What you are asked to do:
Please continue the passage below about Taylor's work helping music venues and artists through the pandemic, starting after its last sentence.
──────── Given text ────────
Taylor’s clients were no exception.

“I’ve had some clients really shift focus and learn how to thrive in spite of everything,” Taylor said. “I think that’s the other thing that made me a person of interest is that I’ve helped my artist clients and my venue clients figure out how to move forward creatively in spite of an industry that was fundamentally shut down.”

As one example, Taylor’s firm reimagined the concert experience during the pandemic for its client, The Caverns (, a concert venue known for hosting Bluegrass Underground in a cave at the base of the Cumberland Mountains in Tennessee.

When the venue could no longer host concerts in the cave, Taylor worked with the team to develop a business plan to build an outdoor amphitheater adjacent to the cave. The venue began hosting outdoor concerts starting last October with a sold-out run by Americana artist Jason Isbell and the 400 Unit. Guests enjoy the show from socially distanced pods. Concessions and merchandise are ordered through an app and delivered contactlessly to the pods.

“We were one of the first venues in the world to launch this pod-based concert model, so this was new territory. I had to interpret the CDC guidance and put it into application just like any other company was doing at that point in time,” Taylor said. “How do we create a safe environment? So I spent a lot of time becoming a little bit of a medical expert. What a law degree teaches you is how to do research and learn anything.”

They found some things that worked well.
──────── Provided records ────────
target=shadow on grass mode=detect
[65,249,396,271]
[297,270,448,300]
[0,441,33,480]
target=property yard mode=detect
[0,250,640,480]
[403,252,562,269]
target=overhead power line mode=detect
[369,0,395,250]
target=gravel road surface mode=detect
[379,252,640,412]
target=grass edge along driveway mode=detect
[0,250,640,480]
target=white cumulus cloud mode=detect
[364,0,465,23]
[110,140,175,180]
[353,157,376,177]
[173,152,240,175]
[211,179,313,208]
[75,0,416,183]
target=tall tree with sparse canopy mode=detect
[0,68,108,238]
────────
──────── Provided records ────────
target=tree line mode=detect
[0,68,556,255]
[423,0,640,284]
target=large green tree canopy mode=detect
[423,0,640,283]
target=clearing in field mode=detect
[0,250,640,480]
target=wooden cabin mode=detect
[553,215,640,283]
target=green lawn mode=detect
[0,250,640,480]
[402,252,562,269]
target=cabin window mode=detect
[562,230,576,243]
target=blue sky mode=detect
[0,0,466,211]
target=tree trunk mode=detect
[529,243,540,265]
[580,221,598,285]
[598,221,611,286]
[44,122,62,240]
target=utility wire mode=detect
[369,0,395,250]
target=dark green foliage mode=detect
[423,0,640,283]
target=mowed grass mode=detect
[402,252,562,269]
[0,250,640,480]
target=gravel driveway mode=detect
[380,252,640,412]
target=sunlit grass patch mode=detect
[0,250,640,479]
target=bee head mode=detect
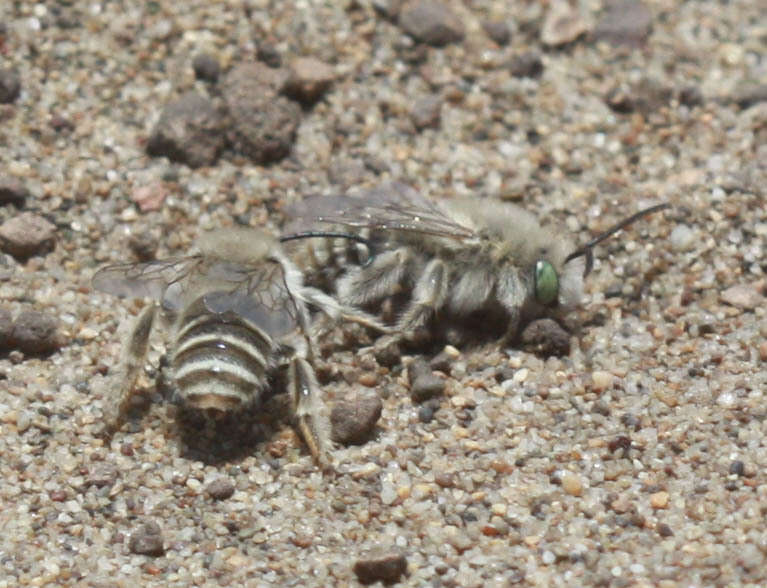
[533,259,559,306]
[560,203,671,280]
────────
──────── Provided records ────────
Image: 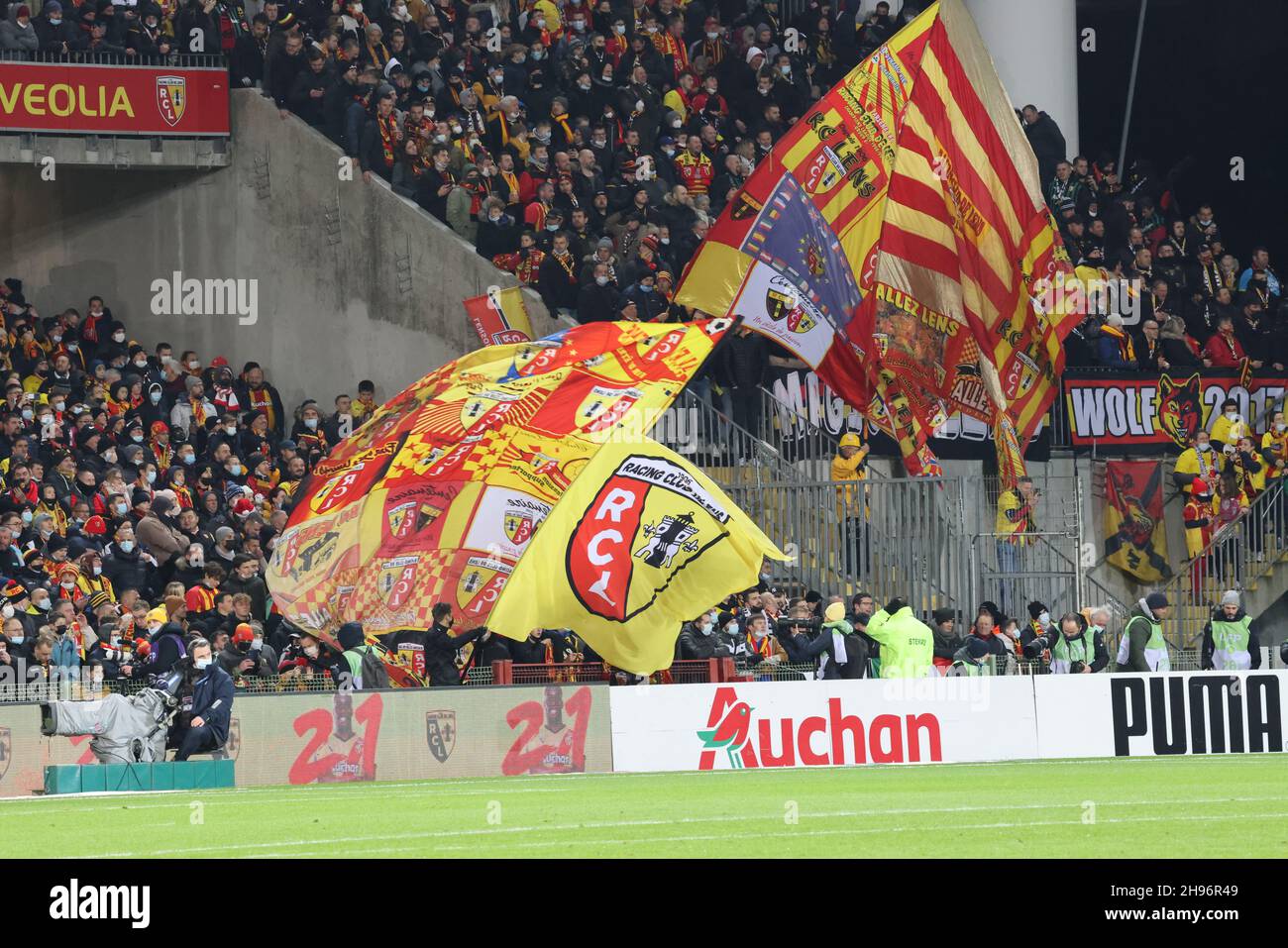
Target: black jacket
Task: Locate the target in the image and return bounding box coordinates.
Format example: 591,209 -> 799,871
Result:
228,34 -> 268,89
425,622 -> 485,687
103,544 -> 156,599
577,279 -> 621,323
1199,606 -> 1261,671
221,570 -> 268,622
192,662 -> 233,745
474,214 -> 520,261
────────
Result for this exercise:
“The fans like the fact that their beer is delivered to a cooler in their pod,” Taylor said. “The fans also like the fact that there are fewer people in the venue so they have a direct sight line to the artist. So it’s created a new model for us in a lot of ways. Will it be the long-term model? Probably not, but we certainly succeeded.”

The venue has artists booked throughout this spring and summer.

“We’re hoping to be indoors by fall, maybe, still in limited capacity,” Taylor said. “It just depends on how this virus plays out. It would be great to get back into the cave because that’s the magic of the venue. But the Cumberland Mountains are pretty beautiful, too, so sitting under the stars and being able to see that view, it’s a different experience, but it’s still embracing the nature of Tennessee, which has always been a focus of ours. Just to create that camaraderie of music and nature together.”

Taylor said the pandemic has made her appreciate the experience of live music even more.

“Is there any feeling as good as being at a live show when there’s magic?” she asked. “You can’t recreate that. You can watch streaming music or live music on television any day, and you never get that feeling—just the goosebumps moment when something really amazing happens. And I guess that’s why I’m in this business for those moments of magic. I really do miss it.”

She got that feeling again when she attended the Jason Isbell show at The Caverns last October.

“It was magical,” she said. “You had to just sit there and take in the music. And for me, it was the added layer of just seeing our team succeed. I just had to be there. I’m proud of what they all did, and I’m proud of the fact that we are a mom and pop operation. Our entire crew is made up of independent local people who come on weekends and service this venue. It was also really meaningful to bring jobs back to the people in this underserved community. They’re smart, talented, caring people. We couldn’t do it without them.”

Taylor said her experiences at Nebraska helped prepare her for her career.

“When you say, ‘In our Grit, Our Glory,’ I really did learn that the grit that we, as Midwestern people have, to overcome, to find a path forward, that’s what makes or breaks you,” Taylor said. “And I’ll tell you, I look for that in the artists that I sign as clients. Overwhelmingly, people who are resilient and driven and focused are who I’m compelled to work with and to work for.”

And people see that in Taylor as well.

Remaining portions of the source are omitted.